Please return every line from the rows that contains the word "black", treating case as significant.
▶
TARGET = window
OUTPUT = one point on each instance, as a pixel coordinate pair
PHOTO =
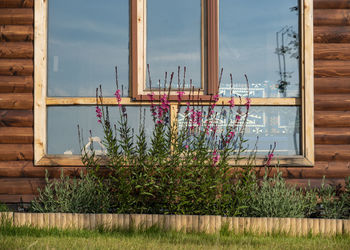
(77, 47)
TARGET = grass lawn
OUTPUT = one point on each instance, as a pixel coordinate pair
(31, 238)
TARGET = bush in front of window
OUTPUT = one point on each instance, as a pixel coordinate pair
(72, 195)
(273, 197)
(184, 167)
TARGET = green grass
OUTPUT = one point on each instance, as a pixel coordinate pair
(33, 238)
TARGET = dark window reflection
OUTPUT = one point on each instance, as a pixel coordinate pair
(174, 39)
(62, 124)
(86, 40)
(260, 39)
(265, 125)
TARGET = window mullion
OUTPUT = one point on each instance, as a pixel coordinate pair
(212, 50)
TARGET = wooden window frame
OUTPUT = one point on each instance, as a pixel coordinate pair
(137, 75)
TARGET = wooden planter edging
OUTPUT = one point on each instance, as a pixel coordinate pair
(185, 223)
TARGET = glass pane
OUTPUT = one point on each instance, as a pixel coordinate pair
(260, 39)
(265, 125)
(86, 40)
(62, 124)
(174, 39)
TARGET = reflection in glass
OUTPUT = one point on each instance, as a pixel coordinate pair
(86, 40)
(173, 39)
(260, 39)
(265, 125)
(62, 126)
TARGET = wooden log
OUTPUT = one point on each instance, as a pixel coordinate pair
(27, 169)
(331, 34)
(333, 4)
(337, 102)
(17, 50)
(13, 152)
(17, 16)
(332, 152)
(338, 17)
(16, 135)
(312, 183)
(20, 186)
(14, 67)
(332, 51)
(328, 68)
(16, 101)
(16, 198)
(16, 3)
(332, 136)
(329, 85)
(16, 33)
(332, 119)
(16, 118)
(16, 84)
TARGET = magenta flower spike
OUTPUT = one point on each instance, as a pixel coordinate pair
(117, 95)
(232, 102)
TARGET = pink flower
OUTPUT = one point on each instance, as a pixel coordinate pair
(216, 157)
(232, 102)
(216, 98)
(151, 96)
(238, 118)
(98, 114)
(269, 158)
(179, 95)
(248, 102)
(230, 136)
(117, 95)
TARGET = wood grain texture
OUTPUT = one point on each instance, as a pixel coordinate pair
(327, 68)
(332, 136)
(16, 3)
(16, 16)
(16, 152)
(16, 118)
(27, 169)
(16, 135)
(16, 198)
(16, 101)
(331, 34)
(16, 50)
(20, 186)
(16, 84)
(338, 102)
(332, 85)
(322, 168)
(14, 67)
(332, 152)
(332, 119)
(332, 51)
(328, 17)
(306, 183)
(16, 33)
(331, 4)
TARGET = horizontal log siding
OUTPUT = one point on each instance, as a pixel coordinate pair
(19, 178)
(332, 87)
(16, 100)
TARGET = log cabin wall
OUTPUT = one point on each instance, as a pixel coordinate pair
(19, 178)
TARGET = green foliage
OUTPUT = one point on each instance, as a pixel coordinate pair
(3, 208)
(73, 195)
(334, 204)
(274, 198)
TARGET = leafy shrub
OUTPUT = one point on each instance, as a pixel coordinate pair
(180, 169)
(274, 198)
(334, 204)
(3, 208)
(73, 195)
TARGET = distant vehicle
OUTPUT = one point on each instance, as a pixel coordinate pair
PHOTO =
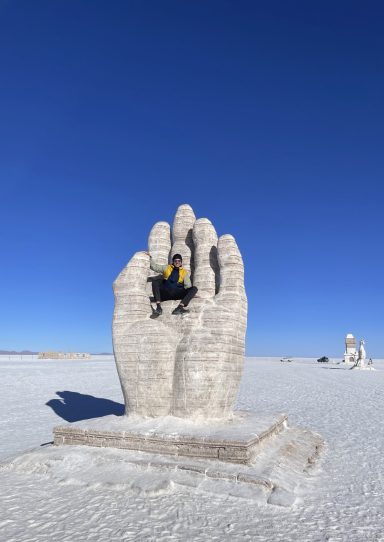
(323, 359)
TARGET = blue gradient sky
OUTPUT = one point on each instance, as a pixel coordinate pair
(267, 117)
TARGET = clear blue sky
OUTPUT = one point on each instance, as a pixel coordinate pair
(266, 117)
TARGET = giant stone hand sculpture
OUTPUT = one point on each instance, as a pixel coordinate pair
(188, 365)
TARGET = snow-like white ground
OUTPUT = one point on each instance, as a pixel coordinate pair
(344, 501)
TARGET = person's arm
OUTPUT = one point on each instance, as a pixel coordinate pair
(187, 281)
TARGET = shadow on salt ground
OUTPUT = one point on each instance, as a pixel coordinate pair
(74, 406)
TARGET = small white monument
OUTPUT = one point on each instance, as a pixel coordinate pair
(350, 354)
(361, 359)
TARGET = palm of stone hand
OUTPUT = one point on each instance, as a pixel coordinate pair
(182, 365)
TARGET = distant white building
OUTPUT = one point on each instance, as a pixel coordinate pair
(64, 355)
(350, 354)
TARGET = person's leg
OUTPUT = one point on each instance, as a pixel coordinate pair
(156, 290)
(185, 297)
(191, 292)
(160, 294)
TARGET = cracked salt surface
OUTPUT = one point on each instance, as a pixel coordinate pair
(343, 502)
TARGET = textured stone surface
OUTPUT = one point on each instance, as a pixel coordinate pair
(280, 468)
(188, 365)
(236, 440)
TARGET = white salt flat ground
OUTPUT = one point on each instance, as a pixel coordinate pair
(345, 501)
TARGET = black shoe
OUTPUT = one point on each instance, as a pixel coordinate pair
(180, 310)
(157, 312)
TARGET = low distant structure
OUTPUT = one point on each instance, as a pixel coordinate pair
(350, 354)
(64, 355)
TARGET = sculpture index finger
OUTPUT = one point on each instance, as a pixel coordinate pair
(231, 270)
(131, 299)
(206, 267)
(159, 242)
(182, 242)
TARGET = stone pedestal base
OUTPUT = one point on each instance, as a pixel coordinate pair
(250, 456)
(236, 440)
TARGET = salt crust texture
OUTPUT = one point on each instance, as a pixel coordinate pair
(191, 365)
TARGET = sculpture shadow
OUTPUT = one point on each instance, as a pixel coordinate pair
(74, 407)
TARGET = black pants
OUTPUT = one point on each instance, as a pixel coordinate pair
(162, 293)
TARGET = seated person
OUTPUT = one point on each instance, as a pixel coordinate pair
(175, 284)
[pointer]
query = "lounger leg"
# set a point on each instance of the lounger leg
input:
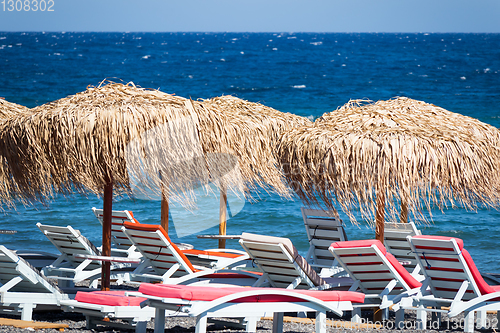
(356, 315)
(159, 320)
(250, 324)
(90, 325)
(320, 322)
(481, 319)
(469, 322)
(278, 322)
(201, 324)
(421, 318)
(141, 326)
(27, 311)
(436, 318)
(400, 319)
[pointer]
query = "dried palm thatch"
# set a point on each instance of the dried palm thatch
(136, 136)
(410, 152)
(114, 131)
(8, 187)
(254, 133)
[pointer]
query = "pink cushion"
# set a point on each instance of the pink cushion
(459, 241)
(287, 243)
(360, 243)
(483, 287)
(203, 293)
(112, 298)
(407, 277)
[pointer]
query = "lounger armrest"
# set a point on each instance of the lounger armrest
(472, 305)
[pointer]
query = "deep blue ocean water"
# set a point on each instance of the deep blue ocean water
(307, 74)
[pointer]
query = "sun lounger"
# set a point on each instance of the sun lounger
(375, 272)
(105, 307)
(204, 302)
(23, 288)
(74, 263)
(170, 265)
(119, 239)
(283, 266)
(452, 280)
(322, 230)
(395, 241)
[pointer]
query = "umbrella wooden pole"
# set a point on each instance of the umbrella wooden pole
(379, 218)
(164, 208)
(222, 217)
(106, 234)
(403, 217)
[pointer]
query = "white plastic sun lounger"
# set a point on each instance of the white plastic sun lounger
(23, 288)
(105, 307)
(164, 261)
(375, 272)
(204, 302)
(283, 266)
(395, 235)
(322, 230)
(74, 263)
(452, 280)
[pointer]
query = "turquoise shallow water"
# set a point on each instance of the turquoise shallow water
(307, 74)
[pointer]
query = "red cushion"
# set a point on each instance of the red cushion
(484, 288)
(459, 241)
(112, 298)
(407, 277)
(211, 253)
(203, 293)
(360, 243)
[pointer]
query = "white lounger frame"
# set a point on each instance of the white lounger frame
(225, 307)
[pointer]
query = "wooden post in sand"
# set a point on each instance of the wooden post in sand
(164, 206)
(106, 233)
(379, 217)
(222, 217)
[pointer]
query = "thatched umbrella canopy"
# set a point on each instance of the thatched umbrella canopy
(255, 130)
(8, 188)
(390, 154)
(118, 136)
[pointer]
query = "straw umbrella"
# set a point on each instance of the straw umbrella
(390, 154)
(91, 142)
(257, 129)
(8, 188)
(117, 136)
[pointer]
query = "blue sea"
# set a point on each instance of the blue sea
(303, 73)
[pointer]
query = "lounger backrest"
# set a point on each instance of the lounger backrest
(70, 242)
(12, 266)
(155, 245)
(120, 240)
(444, 264)
(395, 242)
(322, 229)
(279, 259)
(368, 262)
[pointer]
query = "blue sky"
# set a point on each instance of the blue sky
(257, 16)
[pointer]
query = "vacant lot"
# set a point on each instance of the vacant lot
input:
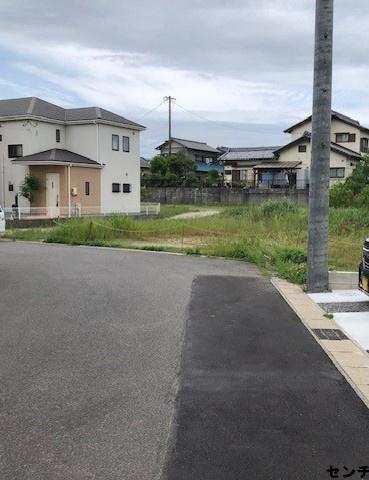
◀
**The result**
TARGET = black shoe
TARGET = black pants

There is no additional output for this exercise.